Love, Love, Love

I recently started going to therapy, once every two weeks, with a therapist who seems to be relatively young and inexperienced but with an ample amount of good intention and a developed faculty for listening. She is a good person.

I do not find the sessions to be helpful for attacking emotional or personal issues; I have processed almost everything, and all that I have not processed I know exactly how. I can trace every fault of mine to the root, understand how that root was sown, and how to sever that root (or make it more bearable). I treat our sessions as time for me to ask about how humans work and as an implicit sounding board for my own ideas.

I asked her, "Is it normal for people to section off people as friends only in specific contexts?" She said yes, and she brought up the idea of a concentric circle of friendship: the people on the outside rings you only speak to for coffee, and all the interior rings progress into more depth of contact.

But how could I claim to be a friend with someone only in X context? Attention to another is not divisible. Believing such is a self-servicing platitude.

Love is the third most beautiful word. God is love and love alone, so he left us with the structures of the universe. It is far more honest to say, "I love all that God has created" than it is to say, "I love God". The former is rooted in universal justice, the latter is drenched in convenience. This is no different in our love for man. This is no different in our friendships with man.

EXCERPTED RECORDS:
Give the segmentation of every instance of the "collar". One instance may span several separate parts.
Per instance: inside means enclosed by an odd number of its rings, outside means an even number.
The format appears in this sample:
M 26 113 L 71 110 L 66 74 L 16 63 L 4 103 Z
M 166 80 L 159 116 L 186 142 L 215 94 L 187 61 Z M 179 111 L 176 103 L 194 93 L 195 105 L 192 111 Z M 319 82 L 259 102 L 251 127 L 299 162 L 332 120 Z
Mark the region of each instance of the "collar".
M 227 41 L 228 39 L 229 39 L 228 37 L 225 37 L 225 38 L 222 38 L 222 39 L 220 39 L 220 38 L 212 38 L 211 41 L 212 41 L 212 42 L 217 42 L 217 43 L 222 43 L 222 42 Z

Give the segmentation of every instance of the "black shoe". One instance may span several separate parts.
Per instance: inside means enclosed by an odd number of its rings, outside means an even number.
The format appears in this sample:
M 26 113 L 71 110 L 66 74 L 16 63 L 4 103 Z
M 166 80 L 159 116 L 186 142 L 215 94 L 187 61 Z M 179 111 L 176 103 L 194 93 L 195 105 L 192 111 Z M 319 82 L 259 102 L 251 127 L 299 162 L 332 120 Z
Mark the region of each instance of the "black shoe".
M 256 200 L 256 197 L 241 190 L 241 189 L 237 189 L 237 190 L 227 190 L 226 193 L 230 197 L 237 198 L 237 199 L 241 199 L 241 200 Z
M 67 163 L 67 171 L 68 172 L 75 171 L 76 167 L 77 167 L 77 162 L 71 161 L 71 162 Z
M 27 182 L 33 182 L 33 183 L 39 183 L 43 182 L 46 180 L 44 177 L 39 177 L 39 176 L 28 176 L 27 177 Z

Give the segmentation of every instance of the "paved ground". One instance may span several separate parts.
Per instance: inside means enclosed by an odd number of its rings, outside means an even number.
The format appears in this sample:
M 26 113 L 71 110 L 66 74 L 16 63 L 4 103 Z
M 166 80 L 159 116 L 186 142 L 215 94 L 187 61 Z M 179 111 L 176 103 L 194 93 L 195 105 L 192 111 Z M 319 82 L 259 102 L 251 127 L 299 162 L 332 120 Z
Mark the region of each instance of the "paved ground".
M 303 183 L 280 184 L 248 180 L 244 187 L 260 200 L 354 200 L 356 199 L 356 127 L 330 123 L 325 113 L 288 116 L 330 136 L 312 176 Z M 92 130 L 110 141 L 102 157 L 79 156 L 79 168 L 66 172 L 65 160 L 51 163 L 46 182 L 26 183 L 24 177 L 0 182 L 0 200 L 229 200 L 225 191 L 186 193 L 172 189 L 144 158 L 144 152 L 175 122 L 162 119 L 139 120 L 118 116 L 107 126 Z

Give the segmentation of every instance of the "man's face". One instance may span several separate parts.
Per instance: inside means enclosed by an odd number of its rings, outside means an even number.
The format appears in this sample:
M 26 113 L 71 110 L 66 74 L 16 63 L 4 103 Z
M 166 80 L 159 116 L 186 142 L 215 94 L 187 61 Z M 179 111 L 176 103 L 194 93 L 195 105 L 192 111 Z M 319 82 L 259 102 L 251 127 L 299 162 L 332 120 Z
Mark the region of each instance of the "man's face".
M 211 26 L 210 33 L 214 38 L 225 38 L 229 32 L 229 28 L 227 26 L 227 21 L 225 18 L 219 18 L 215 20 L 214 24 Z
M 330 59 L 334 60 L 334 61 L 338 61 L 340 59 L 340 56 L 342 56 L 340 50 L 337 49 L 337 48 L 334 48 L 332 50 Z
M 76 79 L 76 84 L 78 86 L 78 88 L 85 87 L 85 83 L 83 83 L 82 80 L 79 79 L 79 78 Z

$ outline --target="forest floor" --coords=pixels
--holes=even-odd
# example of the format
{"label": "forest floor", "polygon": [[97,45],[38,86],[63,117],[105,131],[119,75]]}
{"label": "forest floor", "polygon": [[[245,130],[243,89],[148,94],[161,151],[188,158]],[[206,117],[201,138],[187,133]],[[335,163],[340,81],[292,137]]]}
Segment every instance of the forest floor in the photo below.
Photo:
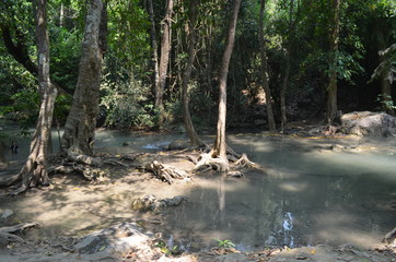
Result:
{"label": "forest floor", "polygon": [[[188,154],[198,156],[197,152]],[[187,160],[185,155],[184,151],[160,152],[141,155],[137,160],[143,164],[156,159],[190,170],[194,164]],[[102,154],[102,157],[120,156]],[[20,164],[11,163],[8,170],[18,170]],[[131,207],[133,200],[143,194],[155,194],[158,199],[183,195],[191,187],[205,183],[205,179],[195,176],[194,183],[175,182],[170,187],[152,174],[138,170],[136,166],[129,169],[123,166],[105,166],[103,171],[104,176],[94,182],[85,181],[77,175],[55,175],[50,187],[32,189],[23,195],[2,196],[0,213],[4,214],[10,210],[12,214],[0,218],[0,227],[26,222],[36,222],[39,226],[20,233],[19,236],[24,241],[0,243],[0,261],[98,261],[77,252],[72,245],[81,236],[123,222],[137,223],[144,231],[154,233],[159,239],[166,223],[163,211],[137,211]],[[1,189],[0,193],[7,195],[11,190]],[[101,258],[100,261],[396,261],[396,243],[384,245],[381,239],[371,249],[346,243],[339,247],[318,245],[294,249],[263,247],[263,250],[240,252],[233,248],[213,246],[209,250],[195,249],[190,254],[167,258],[164,253],[170,250],[155,247],[155,241],[151,243],[151,257],[148,258],[123,253],[118,257]]]}

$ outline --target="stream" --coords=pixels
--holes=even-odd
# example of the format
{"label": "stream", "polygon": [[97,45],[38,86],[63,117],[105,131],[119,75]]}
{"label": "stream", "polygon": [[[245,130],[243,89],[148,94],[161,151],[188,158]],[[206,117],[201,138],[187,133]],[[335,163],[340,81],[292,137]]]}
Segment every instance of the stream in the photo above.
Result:
{"label": "stream", "polygon": [[[54,148],[59,146],[56,135]],[[95,145],[97,152],[114,154],[156,152],[174,140],[186,138],[101,130]],[[347,242],[366,248],[396,226],[395,140],[264,134],[230,134],[228,140],[268,167],[268,175],[196,175],[197,183],[183,190],[188,202],[162,214],[168,247],[195,250],[226,239],[242,251]],[[27,156],[28,141],[19,144],[16,158],[8,153],[8,159]],[[331,150],[335,144],[347,150]]]}

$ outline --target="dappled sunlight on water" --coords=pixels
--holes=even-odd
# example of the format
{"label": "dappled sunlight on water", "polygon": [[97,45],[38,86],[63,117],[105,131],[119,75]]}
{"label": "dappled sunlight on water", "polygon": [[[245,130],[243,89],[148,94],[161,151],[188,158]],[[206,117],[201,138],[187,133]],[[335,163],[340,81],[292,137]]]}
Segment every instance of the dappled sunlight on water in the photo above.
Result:
{"label": "dappled sunlight on water", "polygon": [[[110,154],[158,152],[171,141],[186,140],[184,135],[121,131],[98,131],[96,138],[97,152]],[[211,136],[203,139],[213,141]],[[346,242],[368,247],[396,226],[392,207],[396,203],[394,140],[249,134],[229,135],[228,143],[268,168],[268,172],[251,170],[242,179],[197,174],[191,184],[171,187],[156,180],[129,181],[124,176],[132,176],[133,171],[120,170],[124,180],[115,183],[59,183],[54,191],[16,201],[15,209],[21,218],[36,217],[46,224],[50,234],[75,234],[104,223],[141,218],[143,215],[129,205],[131,199],[142,194],[183,194],[188,198],[186,204],[153,216],[161,216],[160,227],[170,246],[185,249],[213,247],[216,239],[229,239],[242,250]],[[331,150],[334,144],[347,150]],[[86,210],[86,204],[97,213]]]}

PROBLEM DESCRIPTION: Retype the part of the essay on love above from "I do not find" up to and including "a self-servicing platitude.".

TASK RESPONSE:
I do not find the sessions to be helpful for attacking emotional or personal issues; I have processed almost everything, and all that I have not processed I know exactly how. I can trace every fault of mine to the root, understand how that root was sown, and how to sever that root (or make it more bearable). I treat our sessions as time for me to ask about how humans work and as an implicit sounding board for my own ideas.

I asked her, "Is it normal for people to section off people as friends only in specific contexts?" She said yes, and she brought up the idea of a concentric circle of friendship: the people on the outside rings you only speak to for coffee, and all the interior rings progress into more depth of contact.

But how could I claim to be a friend with someone only in X context? Attention to another is not divisible. Believing such is a self-servicing platitude.